▶ Questions to answer:
1. Rewrite the paragraph of the Local Ocean passage beginning "Anderson not only hopes to dispel" as a short bulleted list that keeps its main facts.
2. List every dollar figure given in the Local Ocean passage below.
3. Answer these questions using the Local Ocean passage below.
(a) How long has Carly Weaver been the Local Ocean dining room manager?
(b) What percentage is the service charge?
(c) According to Howe, about what share of customers are on board with it?

▶ Page text:
----------

The service charge comes to the Local Ocean company and then is distributed among all the staff. “We made a commitment to ensure that our staff would get the entire service fee. We are growing wages and benefits in a highly competitive labor market. And it is paying off,” she said.
Carly Weaver, Local Ocean dining room manager for nine years, said tipping is very ingrained in our society, and some diners don’t want that to be taken out of their control. “Some people felt the power was taken away from them. But we wouldn’t have been comfortable putting on the 20 percent service charge if we didn’t feel our restaurant, our mission statement, our chefs, and entire team don’t present that great dining experience for our guests. It’s reflective of all of us doing a great job.”
“About 90 percent of customers are on board with it,” Howe said. “I think the other 10 percent aren’t the ones who like to tip anyway.”
Anderson not only hopes to dispel the myth that all service jobs are horribly underpaid but also that they are professional jobs that people choose as their careers. “Once you get past entry level, we can pretty much guarantee a living wage of $45,000 a year, with tenured, skilled kitchen workers earning upwards of $60,000 a year,” Anderson said. “Servers are in the $65,000 plus category, and we’re finally getting managers into jobs over $75,000 to $95,000.”
Creating that opportunity for people who work at Local Ocean to have a retirement, to take paid vacations, and to have health insurance is a priority for Anderson. “We want our wages to grow. We don’t want to pay them as low as we possibly can to maximize our own profit margins. That is not a successful company.”

----------

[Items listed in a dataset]
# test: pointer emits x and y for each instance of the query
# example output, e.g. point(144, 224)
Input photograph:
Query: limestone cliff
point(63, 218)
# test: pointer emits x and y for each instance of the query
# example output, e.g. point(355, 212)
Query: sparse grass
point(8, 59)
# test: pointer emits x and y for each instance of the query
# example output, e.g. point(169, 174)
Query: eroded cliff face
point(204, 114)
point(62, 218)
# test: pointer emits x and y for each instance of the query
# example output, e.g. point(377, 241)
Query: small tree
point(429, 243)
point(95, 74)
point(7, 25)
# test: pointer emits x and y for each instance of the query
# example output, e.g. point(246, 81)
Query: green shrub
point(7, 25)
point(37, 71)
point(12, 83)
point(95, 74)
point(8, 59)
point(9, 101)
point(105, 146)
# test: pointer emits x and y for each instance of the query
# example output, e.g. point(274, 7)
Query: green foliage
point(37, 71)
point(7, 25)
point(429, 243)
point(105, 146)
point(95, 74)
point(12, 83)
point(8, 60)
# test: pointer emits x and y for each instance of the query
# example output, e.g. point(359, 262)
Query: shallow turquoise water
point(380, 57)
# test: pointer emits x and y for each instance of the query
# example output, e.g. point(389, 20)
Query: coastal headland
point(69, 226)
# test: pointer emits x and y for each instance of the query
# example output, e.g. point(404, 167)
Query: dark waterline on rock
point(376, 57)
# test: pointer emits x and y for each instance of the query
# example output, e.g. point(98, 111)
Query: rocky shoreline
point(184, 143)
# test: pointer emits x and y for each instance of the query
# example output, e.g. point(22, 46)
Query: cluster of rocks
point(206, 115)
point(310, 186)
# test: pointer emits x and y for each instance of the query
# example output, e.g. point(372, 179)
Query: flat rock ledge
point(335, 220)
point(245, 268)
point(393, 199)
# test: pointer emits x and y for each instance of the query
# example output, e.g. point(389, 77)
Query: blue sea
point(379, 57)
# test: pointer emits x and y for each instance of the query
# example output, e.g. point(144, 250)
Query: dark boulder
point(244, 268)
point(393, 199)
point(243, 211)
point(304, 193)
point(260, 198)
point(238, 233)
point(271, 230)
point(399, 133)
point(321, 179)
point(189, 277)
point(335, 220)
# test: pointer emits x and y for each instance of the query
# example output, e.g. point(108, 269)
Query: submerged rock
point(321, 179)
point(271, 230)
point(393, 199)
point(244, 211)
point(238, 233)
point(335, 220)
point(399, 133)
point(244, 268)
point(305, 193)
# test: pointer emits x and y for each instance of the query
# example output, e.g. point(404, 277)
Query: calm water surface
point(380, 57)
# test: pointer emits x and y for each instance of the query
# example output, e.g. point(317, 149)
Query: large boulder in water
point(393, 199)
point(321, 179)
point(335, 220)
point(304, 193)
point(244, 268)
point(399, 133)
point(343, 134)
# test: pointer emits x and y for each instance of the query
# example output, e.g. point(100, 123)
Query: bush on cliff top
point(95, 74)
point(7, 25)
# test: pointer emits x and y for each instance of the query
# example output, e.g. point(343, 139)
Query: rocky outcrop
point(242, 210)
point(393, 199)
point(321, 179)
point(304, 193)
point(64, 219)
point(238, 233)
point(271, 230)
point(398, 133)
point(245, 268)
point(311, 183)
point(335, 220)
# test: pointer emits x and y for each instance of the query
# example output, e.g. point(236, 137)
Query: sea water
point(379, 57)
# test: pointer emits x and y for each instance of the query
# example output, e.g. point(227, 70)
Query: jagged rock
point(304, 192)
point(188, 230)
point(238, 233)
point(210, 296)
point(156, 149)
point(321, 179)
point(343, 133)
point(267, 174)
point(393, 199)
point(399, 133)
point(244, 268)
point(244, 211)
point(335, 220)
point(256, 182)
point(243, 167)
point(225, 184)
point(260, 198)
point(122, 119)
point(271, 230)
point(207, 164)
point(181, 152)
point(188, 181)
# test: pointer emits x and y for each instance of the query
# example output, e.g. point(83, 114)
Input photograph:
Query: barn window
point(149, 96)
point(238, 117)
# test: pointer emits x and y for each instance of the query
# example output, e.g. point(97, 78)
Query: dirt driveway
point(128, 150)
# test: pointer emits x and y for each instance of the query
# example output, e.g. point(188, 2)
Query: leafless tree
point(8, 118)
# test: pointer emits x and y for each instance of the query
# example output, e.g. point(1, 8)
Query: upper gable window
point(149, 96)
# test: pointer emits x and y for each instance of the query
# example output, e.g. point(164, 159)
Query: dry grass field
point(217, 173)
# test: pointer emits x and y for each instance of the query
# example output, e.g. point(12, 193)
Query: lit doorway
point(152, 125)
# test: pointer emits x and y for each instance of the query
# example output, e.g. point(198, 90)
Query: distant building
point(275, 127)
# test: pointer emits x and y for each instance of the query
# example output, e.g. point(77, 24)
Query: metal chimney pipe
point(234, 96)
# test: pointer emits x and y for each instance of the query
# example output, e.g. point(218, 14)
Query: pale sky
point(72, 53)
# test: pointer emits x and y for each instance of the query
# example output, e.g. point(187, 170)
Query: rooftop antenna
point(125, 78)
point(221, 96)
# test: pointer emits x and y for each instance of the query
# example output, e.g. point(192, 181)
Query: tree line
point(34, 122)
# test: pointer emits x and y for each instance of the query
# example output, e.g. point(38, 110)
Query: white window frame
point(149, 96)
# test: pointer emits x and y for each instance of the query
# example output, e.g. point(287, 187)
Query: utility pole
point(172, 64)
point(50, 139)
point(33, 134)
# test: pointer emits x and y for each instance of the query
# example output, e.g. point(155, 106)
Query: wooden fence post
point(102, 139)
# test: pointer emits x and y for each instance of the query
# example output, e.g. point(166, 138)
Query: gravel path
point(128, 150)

----------

▶ Activity answers:
1.
- Anderson hopes to dispel the myth that all service jobs are horribly underpaid.
- Anderson also wants to show that they are professional jobs people choose as careers.
- Past entry level, a living wage of $45,000 a year is nearly guaranteed.
- Tenured, skilled kitchen workers earn upwards of $60,000 a year.
- Servers earn $65,000 plus.
- Managers are now reaching jobs paying over $75,000 to $95,000.

2. $45,000; $60,000; $65,000; $75,000; $95,000

3.
(a) Nine years.
(b) 20 percent.
(c) About 90 percent.